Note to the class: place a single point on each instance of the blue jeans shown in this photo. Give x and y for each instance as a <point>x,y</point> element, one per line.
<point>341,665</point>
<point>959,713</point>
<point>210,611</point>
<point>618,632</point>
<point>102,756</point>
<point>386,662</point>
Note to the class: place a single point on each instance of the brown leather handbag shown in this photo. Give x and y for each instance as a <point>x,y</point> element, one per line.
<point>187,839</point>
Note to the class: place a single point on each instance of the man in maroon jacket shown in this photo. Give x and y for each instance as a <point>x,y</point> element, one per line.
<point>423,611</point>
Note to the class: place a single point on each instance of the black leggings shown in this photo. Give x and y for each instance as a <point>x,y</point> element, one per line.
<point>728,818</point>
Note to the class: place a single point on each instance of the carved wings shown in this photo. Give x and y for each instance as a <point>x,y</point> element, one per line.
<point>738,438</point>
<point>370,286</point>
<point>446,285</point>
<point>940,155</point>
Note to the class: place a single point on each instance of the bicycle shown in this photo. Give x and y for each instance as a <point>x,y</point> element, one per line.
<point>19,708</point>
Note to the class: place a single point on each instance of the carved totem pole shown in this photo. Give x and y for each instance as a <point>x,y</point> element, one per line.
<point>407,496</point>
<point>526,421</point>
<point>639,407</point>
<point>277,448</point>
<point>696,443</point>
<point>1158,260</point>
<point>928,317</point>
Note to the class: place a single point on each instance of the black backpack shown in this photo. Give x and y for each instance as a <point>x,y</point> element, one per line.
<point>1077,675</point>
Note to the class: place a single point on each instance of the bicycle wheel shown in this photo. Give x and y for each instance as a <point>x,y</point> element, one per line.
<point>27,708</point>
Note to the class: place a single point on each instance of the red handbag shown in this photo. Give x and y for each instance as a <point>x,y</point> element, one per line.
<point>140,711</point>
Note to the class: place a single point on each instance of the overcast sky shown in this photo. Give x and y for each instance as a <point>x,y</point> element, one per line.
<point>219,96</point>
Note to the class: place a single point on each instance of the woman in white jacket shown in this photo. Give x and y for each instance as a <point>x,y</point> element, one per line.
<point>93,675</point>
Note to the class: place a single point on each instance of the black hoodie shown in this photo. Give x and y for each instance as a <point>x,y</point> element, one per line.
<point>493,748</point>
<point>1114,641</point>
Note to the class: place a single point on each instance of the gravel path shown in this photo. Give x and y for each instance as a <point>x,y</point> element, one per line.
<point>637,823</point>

What the exercise asks ▸
Please copy every entry above word for word, including all of its point lines, in the same order.

Correct output ▸
Note to the class: place a single point on each instance of the blue jeans shown in this photo. Give x and y for each instance as a <point>x,y</point> element, one per line.
<point>341,665</point>
<point>959,713</point>
<point>210,611</point>
<point>618,632</point>
<point>102,756</point>
<point>386,662</point>
Note to the class: place a single point on each instance of the brown leather handbag shown in this photo. Give x and y for each instance as a <point>x,y</point> element, one per line.
<point>187,839</point>
Note to the class: place a single point on each instance of the man in maroon jacket shown in this photo. Give x and y for each instance as a <point>x,y</point> element, one per line.
<point>423,611</point>
Note to the class: place a single point on each instance of the black leggings shown in this photo. Give x and y for each instance as a <point>x,y</point> element, one per line.
<point>728,818</point>
Note to the class: place a single point on each instance of the carved wings shown in this photo. Give x and y for each instance as a <point>x,y</point> element, one per line.
<point>738,438</point>
<point>370,286</point>
<point>446,285</point>
<point>940,155</point>
Note to the class: place a single point on each instance of the bicycle shown in this photo. Give x and y for each instance as a <point>x,y</point> element, one per line.
<point>19,708</point>
Note to the class: place a single point on each instance of the carved totem pole shown in this photo. Give x and y for each instance as a <point>x,y</point> element, one per line.
<point>407,496</point>
<point>526,421</point>
<point>639,407</point>
<point>277,448</point>
<point>696,443</point>
<point>1158,260</point>
<point>928,317</point>
Note to the class: place a single point on each instance of the black backpack shown in this photo. Give x and y for each instance as a <point>x,y</point> element, one per line.
<point>1077,675</point>
Note to the class: place a single point on each instance of the bicycle wheel shown in this photo. Give x and y for each instance as a <point>x,y</point> element, one per line.
<point>27,708</point>
Note to the class: place a single point on each instance of the red handbag shown in this photo. Give x and y for each instance as a <point>x,y</point> element, one per line.
<point>140,711</point>
Note to the class: place a single point on each instance of the overcast sky shown in this photo. Give x and y for each instance as a <point>x,y</point> element, one per line.
<point>219,96</point>
Note to the class: place a single point on each instance of the woman in white jacket shown in this photo. Give x and y for each instance as a <point>x,y</point> element, one per line.
<point>93,675</point>
Note to the class: place a single point on each instance of the black hoodie shown in this photo. Give x and y for each instance as a <point>x,y</point> element, one per line.
<point>493,748</point>
<point>1114,641</point>
Note to the class: place a single point on each instance of the gravel path shown in this photo. Give x and y for each instance as a <point>x,y</point> element, one per line.
<point>637,823</point>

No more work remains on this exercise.